• **EXERCISE INPUT**
================
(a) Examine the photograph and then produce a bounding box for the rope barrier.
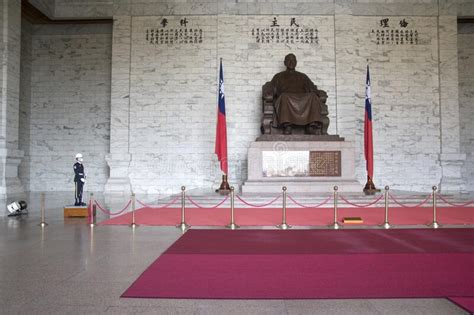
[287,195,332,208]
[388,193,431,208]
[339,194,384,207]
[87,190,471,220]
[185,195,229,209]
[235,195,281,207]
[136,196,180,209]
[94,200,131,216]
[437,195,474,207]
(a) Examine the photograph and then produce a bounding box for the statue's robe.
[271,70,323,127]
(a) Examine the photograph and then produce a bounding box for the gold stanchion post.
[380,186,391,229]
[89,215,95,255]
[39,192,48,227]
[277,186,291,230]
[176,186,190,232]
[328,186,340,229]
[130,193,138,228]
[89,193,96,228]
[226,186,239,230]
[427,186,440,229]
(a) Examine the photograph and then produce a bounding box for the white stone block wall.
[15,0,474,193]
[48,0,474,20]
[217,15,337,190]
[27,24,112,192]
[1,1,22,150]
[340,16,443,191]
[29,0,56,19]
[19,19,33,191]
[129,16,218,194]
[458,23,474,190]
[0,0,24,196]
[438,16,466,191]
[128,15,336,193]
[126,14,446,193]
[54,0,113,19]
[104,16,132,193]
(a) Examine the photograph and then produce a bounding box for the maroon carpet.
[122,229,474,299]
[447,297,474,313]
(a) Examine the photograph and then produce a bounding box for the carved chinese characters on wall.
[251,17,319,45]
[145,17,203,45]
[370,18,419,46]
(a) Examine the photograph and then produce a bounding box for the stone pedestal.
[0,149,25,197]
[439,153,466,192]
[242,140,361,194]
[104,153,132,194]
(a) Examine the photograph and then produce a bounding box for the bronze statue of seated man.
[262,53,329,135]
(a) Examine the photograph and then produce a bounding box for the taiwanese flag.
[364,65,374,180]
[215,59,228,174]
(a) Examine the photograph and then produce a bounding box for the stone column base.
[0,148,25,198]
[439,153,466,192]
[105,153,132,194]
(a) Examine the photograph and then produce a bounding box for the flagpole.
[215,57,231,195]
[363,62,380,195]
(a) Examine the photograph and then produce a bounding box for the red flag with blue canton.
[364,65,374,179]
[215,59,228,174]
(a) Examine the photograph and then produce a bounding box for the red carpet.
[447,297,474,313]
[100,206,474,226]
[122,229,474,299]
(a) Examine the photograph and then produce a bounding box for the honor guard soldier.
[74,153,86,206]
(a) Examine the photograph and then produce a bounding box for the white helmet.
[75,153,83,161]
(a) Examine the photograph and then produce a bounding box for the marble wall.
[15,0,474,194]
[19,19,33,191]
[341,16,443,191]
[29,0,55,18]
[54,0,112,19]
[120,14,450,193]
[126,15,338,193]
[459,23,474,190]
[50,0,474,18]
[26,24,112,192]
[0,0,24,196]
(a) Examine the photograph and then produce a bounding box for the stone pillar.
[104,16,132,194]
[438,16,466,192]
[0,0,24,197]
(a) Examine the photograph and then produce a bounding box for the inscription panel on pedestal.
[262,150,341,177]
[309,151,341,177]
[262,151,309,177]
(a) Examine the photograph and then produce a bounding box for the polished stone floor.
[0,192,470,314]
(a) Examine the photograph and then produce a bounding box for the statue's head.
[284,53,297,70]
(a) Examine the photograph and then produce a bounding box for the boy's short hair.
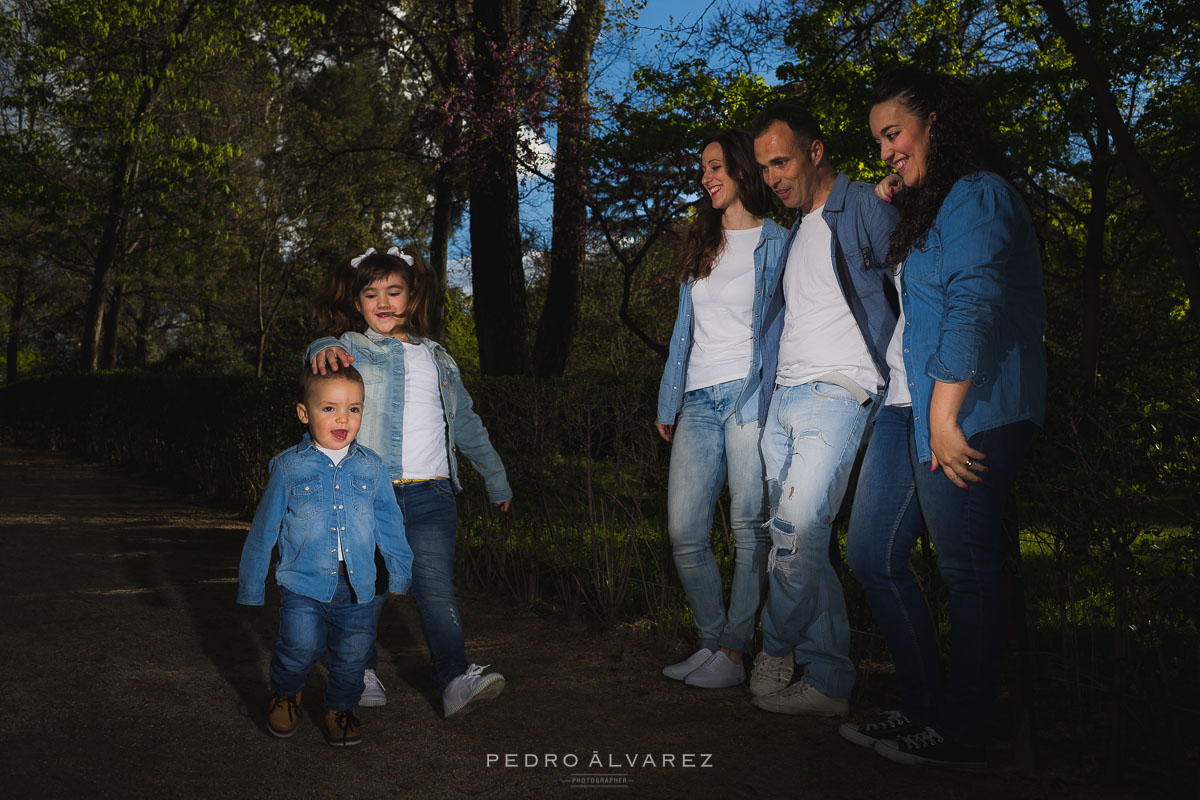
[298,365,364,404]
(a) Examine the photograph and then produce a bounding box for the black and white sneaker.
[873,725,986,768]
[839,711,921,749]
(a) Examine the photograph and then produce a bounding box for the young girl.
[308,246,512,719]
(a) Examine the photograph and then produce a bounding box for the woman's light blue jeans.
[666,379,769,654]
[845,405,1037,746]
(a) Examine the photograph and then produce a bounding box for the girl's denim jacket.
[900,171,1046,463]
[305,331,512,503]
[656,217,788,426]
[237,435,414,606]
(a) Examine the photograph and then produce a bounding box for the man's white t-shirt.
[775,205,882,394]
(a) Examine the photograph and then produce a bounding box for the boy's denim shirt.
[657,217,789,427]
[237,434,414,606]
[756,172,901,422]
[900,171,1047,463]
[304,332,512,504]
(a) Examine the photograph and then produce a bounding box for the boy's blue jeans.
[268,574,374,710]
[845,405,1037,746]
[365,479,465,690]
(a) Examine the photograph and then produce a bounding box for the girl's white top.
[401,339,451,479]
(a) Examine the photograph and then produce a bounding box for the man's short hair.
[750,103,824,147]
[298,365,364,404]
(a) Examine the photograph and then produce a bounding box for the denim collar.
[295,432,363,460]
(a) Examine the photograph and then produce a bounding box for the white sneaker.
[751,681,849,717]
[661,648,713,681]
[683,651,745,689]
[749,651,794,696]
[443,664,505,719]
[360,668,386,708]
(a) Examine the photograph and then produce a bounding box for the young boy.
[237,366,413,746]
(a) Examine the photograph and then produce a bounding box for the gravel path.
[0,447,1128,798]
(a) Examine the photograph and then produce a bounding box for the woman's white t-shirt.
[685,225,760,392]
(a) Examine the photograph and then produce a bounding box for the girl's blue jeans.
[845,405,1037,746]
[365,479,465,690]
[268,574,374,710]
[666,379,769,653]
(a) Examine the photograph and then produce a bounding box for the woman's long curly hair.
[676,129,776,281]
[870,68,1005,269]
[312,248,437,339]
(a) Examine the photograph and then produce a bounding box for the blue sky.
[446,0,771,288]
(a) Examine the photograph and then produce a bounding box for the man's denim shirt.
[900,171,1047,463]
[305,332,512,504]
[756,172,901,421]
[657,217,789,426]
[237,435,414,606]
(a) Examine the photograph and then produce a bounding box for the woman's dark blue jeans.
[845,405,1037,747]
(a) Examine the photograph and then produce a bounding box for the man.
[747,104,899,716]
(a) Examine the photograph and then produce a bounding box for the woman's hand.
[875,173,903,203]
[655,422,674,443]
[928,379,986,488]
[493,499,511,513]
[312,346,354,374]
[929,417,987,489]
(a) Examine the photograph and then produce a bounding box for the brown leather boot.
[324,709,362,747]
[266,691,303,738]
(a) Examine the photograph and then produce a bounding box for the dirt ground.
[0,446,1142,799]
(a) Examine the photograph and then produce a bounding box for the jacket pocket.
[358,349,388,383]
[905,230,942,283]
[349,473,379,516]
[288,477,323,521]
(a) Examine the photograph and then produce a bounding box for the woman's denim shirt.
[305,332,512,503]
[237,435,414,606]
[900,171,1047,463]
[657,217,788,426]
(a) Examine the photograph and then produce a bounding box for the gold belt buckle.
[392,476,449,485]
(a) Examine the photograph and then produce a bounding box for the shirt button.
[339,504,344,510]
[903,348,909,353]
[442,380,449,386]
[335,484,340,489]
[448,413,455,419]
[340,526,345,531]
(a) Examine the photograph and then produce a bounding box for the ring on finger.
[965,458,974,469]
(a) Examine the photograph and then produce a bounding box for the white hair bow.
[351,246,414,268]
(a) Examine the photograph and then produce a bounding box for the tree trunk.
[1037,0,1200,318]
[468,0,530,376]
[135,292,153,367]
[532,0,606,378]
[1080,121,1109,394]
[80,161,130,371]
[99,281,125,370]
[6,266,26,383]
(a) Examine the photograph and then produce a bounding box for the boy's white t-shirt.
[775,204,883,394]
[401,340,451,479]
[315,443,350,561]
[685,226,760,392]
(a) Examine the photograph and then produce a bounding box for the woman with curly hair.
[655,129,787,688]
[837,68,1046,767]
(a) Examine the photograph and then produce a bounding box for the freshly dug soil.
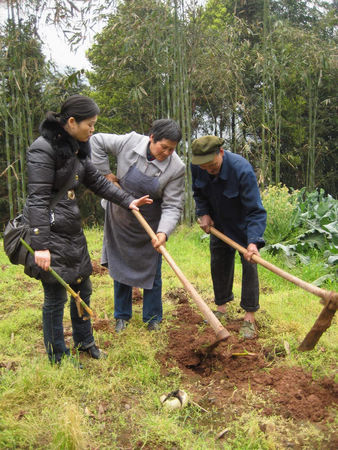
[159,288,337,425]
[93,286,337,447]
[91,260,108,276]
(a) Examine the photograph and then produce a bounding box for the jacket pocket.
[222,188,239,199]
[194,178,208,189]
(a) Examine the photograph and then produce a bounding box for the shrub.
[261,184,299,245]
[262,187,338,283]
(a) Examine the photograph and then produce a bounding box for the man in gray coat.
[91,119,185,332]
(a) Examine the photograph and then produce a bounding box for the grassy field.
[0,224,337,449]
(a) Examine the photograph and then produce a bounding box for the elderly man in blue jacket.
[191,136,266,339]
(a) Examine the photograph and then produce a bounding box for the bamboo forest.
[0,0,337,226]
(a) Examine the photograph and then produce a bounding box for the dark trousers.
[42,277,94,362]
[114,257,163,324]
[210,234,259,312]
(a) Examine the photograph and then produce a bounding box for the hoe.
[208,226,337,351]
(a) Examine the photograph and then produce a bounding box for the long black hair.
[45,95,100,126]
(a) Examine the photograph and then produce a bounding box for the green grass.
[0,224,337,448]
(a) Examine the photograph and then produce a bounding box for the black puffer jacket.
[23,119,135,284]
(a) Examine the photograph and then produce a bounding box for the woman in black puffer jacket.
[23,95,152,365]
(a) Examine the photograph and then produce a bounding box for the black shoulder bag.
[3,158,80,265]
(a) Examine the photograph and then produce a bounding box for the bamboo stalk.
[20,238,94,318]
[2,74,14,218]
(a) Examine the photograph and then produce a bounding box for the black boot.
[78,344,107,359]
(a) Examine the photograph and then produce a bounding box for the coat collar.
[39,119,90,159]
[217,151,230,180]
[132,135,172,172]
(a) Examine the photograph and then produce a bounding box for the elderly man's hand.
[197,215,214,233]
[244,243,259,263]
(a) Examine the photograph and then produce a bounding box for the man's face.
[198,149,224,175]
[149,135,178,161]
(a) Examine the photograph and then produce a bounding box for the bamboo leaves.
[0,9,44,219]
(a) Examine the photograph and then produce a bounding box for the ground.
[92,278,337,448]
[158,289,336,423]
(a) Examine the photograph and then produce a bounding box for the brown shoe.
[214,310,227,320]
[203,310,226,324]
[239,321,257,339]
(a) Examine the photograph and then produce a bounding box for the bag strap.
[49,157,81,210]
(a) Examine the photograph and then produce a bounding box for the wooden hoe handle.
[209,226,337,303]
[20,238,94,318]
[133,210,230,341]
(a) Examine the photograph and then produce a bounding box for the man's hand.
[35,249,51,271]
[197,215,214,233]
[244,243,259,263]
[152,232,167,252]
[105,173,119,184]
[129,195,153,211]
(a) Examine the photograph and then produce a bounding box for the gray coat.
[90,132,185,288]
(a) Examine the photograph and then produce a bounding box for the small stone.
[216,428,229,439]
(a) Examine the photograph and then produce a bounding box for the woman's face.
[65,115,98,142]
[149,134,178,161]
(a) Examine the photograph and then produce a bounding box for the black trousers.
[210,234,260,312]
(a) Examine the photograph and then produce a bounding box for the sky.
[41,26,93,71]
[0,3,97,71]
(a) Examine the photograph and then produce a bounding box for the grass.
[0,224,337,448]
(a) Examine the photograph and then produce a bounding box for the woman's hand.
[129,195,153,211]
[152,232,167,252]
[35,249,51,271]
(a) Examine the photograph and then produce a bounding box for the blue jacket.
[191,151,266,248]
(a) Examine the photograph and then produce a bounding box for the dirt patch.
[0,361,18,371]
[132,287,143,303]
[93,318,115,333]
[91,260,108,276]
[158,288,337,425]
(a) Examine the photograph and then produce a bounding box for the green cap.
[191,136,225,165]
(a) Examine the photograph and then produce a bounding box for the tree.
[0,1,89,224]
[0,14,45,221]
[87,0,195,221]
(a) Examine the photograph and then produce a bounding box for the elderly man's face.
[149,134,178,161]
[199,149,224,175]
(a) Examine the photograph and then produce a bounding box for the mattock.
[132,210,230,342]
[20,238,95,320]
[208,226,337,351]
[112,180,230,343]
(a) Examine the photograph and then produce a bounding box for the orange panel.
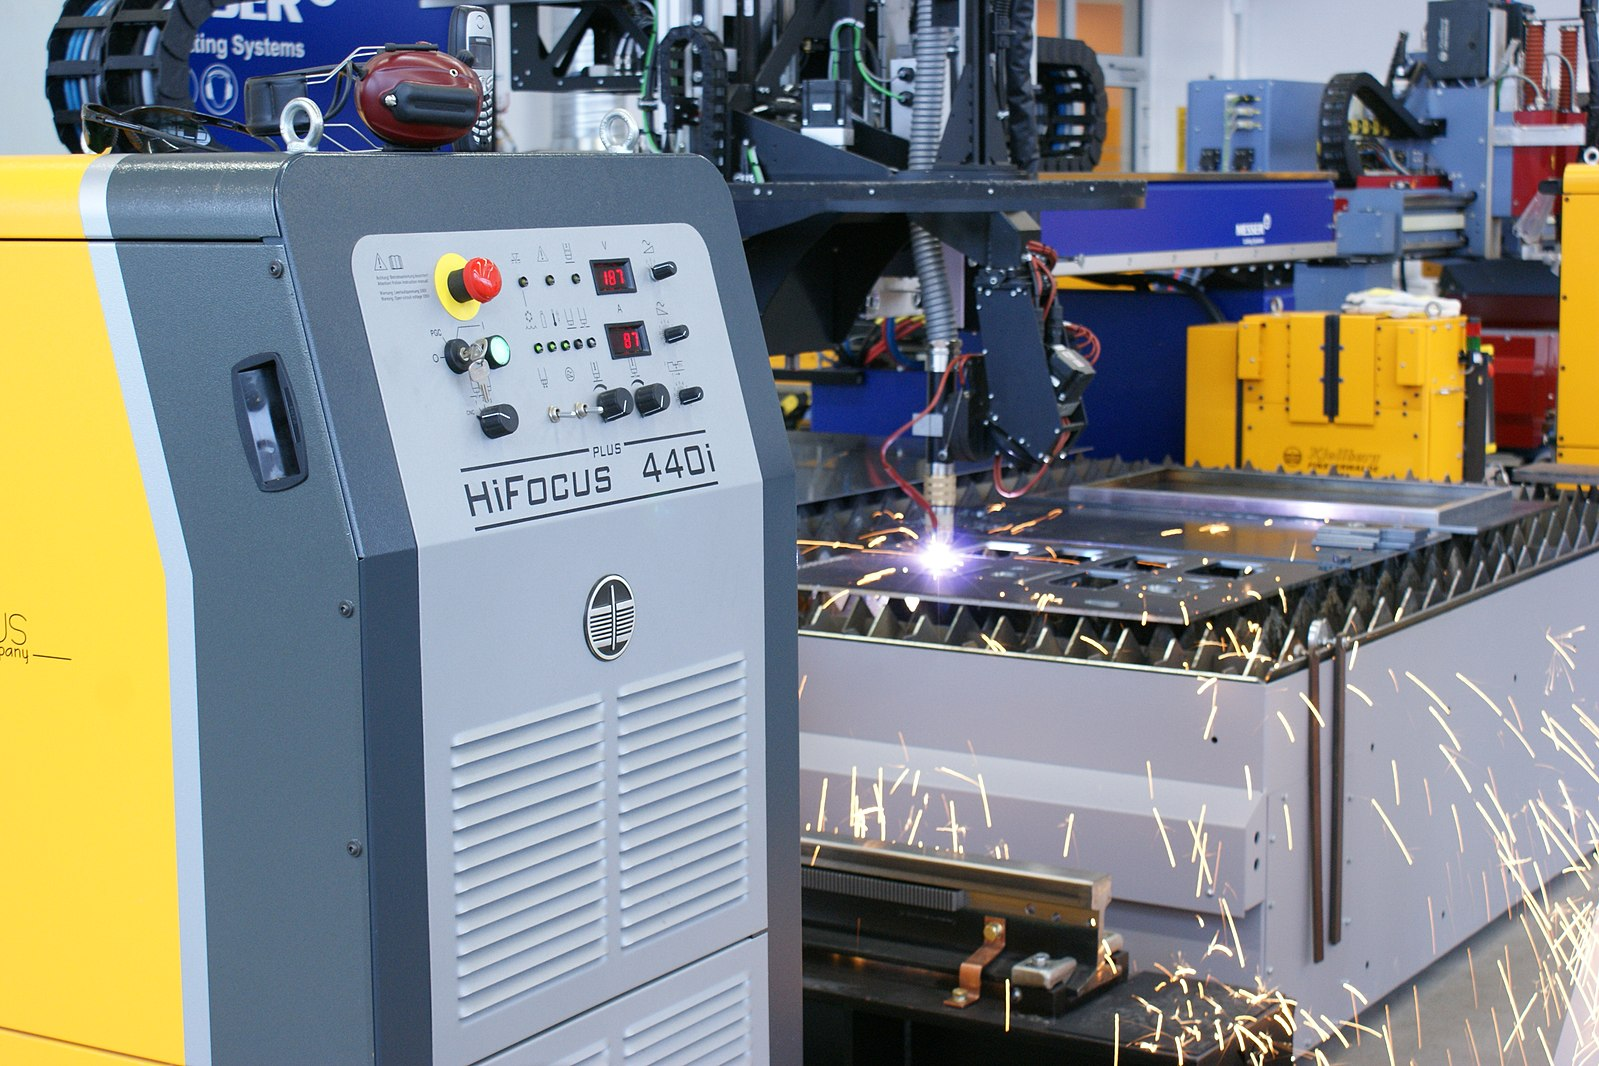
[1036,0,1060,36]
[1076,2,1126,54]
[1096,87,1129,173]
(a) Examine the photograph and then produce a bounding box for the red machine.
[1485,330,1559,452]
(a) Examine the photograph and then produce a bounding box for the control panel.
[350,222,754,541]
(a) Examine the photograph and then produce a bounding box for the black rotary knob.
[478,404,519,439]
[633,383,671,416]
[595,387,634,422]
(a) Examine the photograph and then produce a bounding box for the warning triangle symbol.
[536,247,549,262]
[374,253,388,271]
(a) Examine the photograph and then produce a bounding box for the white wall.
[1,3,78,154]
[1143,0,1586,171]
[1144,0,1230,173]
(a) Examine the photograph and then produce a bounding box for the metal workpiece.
================
• **YOUR OBJECTIVE**
Beginning at the line where "the white wall." appears, extract each line through the end of the data above; keep them exact and include nothing else.

• **WORKED SOLUTION**
(a) Examine the photograph and then produce a bounding box for the white wall.
[1,3,78,154]
[1143,0,1586,171]
[1144,0,1230,173]
(a) Examine the photograph and then produce a bounding box for the metal workpiece.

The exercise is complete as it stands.